_Part of a data file_.

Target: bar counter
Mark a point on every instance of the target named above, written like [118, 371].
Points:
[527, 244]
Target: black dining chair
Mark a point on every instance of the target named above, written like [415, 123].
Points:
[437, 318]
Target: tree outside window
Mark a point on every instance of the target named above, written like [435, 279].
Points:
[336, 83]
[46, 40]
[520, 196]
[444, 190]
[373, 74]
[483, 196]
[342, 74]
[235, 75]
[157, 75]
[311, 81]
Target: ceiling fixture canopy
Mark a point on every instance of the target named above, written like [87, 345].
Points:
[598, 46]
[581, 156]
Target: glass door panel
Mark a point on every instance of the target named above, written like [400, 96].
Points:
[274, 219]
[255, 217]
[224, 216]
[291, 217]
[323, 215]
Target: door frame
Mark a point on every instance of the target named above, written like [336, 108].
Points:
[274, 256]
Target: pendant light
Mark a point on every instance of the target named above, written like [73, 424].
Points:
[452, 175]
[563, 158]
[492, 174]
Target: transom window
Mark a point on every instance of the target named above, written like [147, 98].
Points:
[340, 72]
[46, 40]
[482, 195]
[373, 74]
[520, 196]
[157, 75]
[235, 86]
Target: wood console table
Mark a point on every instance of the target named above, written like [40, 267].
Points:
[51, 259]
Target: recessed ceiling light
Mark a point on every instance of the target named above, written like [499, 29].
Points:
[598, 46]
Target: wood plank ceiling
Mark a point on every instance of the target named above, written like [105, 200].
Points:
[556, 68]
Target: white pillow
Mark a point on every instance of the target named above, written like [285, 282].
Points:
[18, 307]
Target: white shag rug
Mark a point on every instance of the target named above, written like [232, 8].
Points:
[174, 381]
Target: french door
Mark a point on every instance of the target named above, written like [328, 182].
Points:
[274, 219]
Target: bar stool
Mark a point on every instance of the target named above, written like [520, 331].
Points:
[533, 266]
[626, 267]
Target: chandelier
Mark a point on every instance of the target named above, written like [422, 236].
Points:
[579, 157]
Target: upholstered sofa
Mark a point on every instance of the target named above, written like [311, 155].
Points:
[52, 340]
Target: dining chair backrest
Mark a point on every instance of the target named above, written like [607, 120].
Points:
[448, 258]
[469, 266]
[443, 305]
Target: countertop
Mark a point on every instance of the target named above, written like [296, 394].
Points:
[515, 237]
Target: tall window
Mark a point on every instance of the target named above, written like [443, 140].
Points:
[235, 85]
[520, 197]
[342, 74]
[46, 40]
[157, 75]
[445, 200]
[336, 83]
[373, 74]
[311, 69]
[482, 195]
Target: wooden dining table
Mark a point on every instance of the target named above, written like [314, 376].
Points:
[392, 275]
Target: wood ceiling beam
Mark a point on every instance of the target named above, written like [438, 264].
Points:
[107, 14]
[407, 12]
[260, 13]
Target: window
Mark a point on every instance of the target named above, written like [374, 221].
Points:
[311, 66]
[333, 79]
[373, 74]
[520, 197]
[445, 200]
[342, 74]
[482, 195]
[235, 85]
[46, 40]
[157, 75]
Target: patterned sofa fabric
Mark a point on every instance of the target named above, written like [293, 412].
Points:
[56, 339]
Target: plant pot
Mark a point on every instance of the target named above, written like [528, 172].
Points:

_OBJECTIVE_.
Substitute "item" for each "instance" throughout the data above, leaving all other text unchanged.

_RESPONSE BELOW_.
Target: bar counter
Mark a point on every item of the target named above, written like [118, 371].
Points:
[527, 244]
Target: black dining chair
Mark a point on every item of the target named above, written like [415, 123].
Points:
[437, 318]
Target: tree outside window
Mark a point on every item of the target named above, written like [435, 279].
Points:
[336, 83]
[46, 40]
[520, 196]
[444, 190]
[373, 74]
[483, 196]
[342, 74]
[235, 75]
[157, 75]
[311, 81]
Target: ceiling fixture canopy
Mark a point on every item of the target named above, written like [87, 345].
Points:
[598, 46]
[581, 156]
Target: glass door panel
Mark a point on every item of the target named above, written like [400, 96].
Points:
[274, 219]
[255, 217]
[224, 216]
[291, 217]
[323, 215]
Target: door frame
Mark a point on every item of the target named above, written like [336, 108].
Points:
[274, 256]
Target: pendant light
Mark a point on every item of the target named above, written like [73, 424].
Points:
[452, 175]
[563, 158]
[492, 174]
Target: transom window
Mark a point on every item of the target named above, written like [147, 98].
Points:
[340, 72]
[46, 40]
[482, 195]
[373, 74]
[520, 196]
[157, 75]
[235, 86]
Target: wood console table
Mark a point on every item of the target named above, written like [40, 267].
Points:
[51, 259]
Target: recessed ceiling light
Mark a point on every item of the target named above, written like [499, 29].
Points:
[598, 46]
Target: wood plank ceiling
Mark a point on every item of the target named above, written like [105, 200].
Points:
[556, 68]
Target: white pillow
Mark a point on every item of the target named above, written like [285, 282].
Points:
[18, 307]
Target: white shag rug
Mark a point on every item of the target named above, written like [232, 8].
Points:
[174, 381]
Target: french door
Mark a point on every item of the target named above, written like [328, 182].
Points:
[274, 219]
Target: bar stool
Mark a point on every item of the target named above, written like [520, 331].
Points:
[533, 266]
[626, 267]
Target: chandelier
Mark a point on every item of the target named above, written like [422, 236].
Points:
[579, 157]
Target: upholstered sofa
Mark a point on every item of the target named above, written like [311, 155].
Points:
[52, 340]
Target: dining chair backrest
Mark a point on every item of the target named above, written like [607, 120].
Points:
[448, 258]
[469, 266]
[443, 305]
Target: countertop
Mark a point on every item of the target named above, written like [296, 394].
Points:
[515, 237]
Target: tall window
Mark a point on every item of the target named above, written like [443, 140].
Points:
[235, 85]
[520, 197]
[342, 74]
[46, 40]
[157, 75]
[445, 200]
[336, 83]
[373, 74]
[311, 69]
[482, 195]
Target: wooden dining table
Mark a point on every item of the target named above, written like [314, 376].
Points:
[392, 275]
Target: wood ceiling beam
Mark a point on every item of the target named above, written like [438, 264].
Points:
[107, 14]
[407, 12]
[260, 13]
Target: window
Mark a point on every item of the target named above, written like [374, 221].
Points:
[311, 66]
[333, 79]
[373, 74]
[520, 197]
[445, 200]
[342, 74]
[482, 195]
[235, 85]
[46, 40]
[157, 75]
Target: patterned sofa fabric
Mark a point on every item of the target named above, written like [293, 412].
Points:
[56, 339]
Target: plant pot
Mark a point on every item of the target named above, written like [528, 172].
Points:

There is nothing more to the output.